--- Task description ---
Reproduce every line of the records below in full, including their wording, and multiply each x and y coordinate in the answers by 0.45, rounding to the nearest whole number with halves rounded up. Leave the images out of your reproduction.

Saved entries:
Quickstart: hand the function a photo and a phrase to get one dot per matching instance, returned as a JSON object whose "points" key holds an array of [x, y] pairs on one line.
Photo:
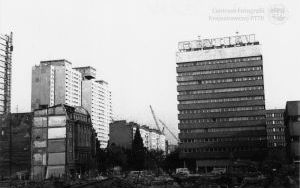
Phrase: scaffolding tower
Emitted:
{"points": [[6, 48]]}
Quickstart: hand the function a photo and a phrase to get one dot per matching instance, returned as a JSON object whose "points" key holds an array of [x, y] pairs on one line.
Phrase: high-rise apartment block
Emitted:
{"points": [[55, 82], [221, 101], [6, 49], [96, 98]]}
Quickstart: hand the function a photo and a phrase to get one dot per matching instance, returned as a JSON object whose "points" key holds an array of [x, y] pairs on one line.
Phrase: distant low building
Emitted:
{"points": [[15, 151], [63, 142], [121, 133], [275, 128]]}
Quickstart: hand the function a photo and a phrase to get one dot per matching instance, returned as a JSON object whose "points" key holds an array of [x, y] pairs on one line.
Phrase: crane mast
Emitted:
{"points": [[165, 126], [154, 117]]}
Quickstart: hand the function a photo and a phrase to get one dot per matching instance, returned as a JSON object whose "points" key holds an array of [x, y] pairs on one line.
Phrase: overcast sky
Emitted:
{"points": [[132, 44]]}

--- Exercise answer ---
Quickstart: hand the function a photo and a phrase to get one dot per matching instance, returned as a JSON object whose "points" key holds an array of [x, y] pairs on one line.
Photo:
Phrase: scaffolding tower
Emitted:
{"points": [[3, 22]]}
Quickstart: hand the function a photo and a phrase to get one dot per matching instance, returned as a JSON object whose "points" key holds an array of [x, y] pairs on one line.
Phrase: high-rise apartment block
Emitted:
{"points": [[25, 37], [99, 45], [3, 22], [43, 44]]}
Quickstart: hand the function a photo and a phrase to get one dot per matching instance, returned as a JSON object whose "points" key holds an array of [x, y] pairs on one line.
Phrase: distant low building
Emitted:
{"points": [[7, 68], [28, 64], [54, 60], [124, 58]]}
Quickstart: hand the function a photo and a phrase to get one dot per matching instance, returned as a JSON object whose "points" key holds an array of [x, y] pairs on one line.
Phrase: crane mast
Emitted:
{"points": [[74, 57], [69, 53]]}
Quickstart: hand the function a photo and a phrase to get one dot per matching instance, returned as a JSON object whose "points" key holds an array of [x, y] pairs on one line.
Phrase: overcast sky
Emitted:
{"points": [[59, 20]]}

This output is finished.